» Work required
Which lines hold the word "grass"? Copy each of them from the material.

---------------

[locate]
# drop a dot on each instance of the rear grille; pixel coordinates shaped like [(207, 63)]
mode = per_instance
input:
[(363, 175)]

---------------

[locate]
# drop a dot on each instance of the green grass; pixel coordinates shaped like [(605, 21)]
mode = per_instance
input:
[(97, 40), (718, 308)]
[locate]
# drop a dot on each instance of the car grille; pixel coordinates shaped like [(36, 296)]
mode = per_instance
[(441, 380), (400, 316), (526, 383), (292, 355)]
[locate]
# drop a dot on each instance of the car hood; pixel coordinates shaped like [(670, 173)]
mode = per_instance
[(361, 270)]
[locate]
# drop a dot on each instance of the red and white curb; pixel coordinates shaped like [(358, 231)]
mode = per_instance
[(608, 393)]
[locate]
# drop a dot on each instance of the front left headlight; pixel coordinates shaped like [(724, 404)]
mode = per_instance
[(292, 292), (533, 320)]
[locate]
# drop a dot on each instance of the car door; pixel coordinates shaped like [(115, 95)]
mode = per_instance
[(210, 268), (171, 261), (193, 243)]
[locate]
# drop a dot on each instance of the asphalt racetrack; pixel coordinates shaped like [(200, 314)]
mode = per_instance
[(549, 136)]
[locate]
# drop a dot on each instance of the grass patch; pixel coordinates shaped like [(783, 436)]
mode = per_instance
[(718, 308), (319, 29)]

---------------

» The completed task
# drop a dot on each instance of the green grass; pixel coordinates shaped like [(605, 21)]
# drop a dot on each instance of the grass patch; pixel coordinates shaped like [(783, 436)]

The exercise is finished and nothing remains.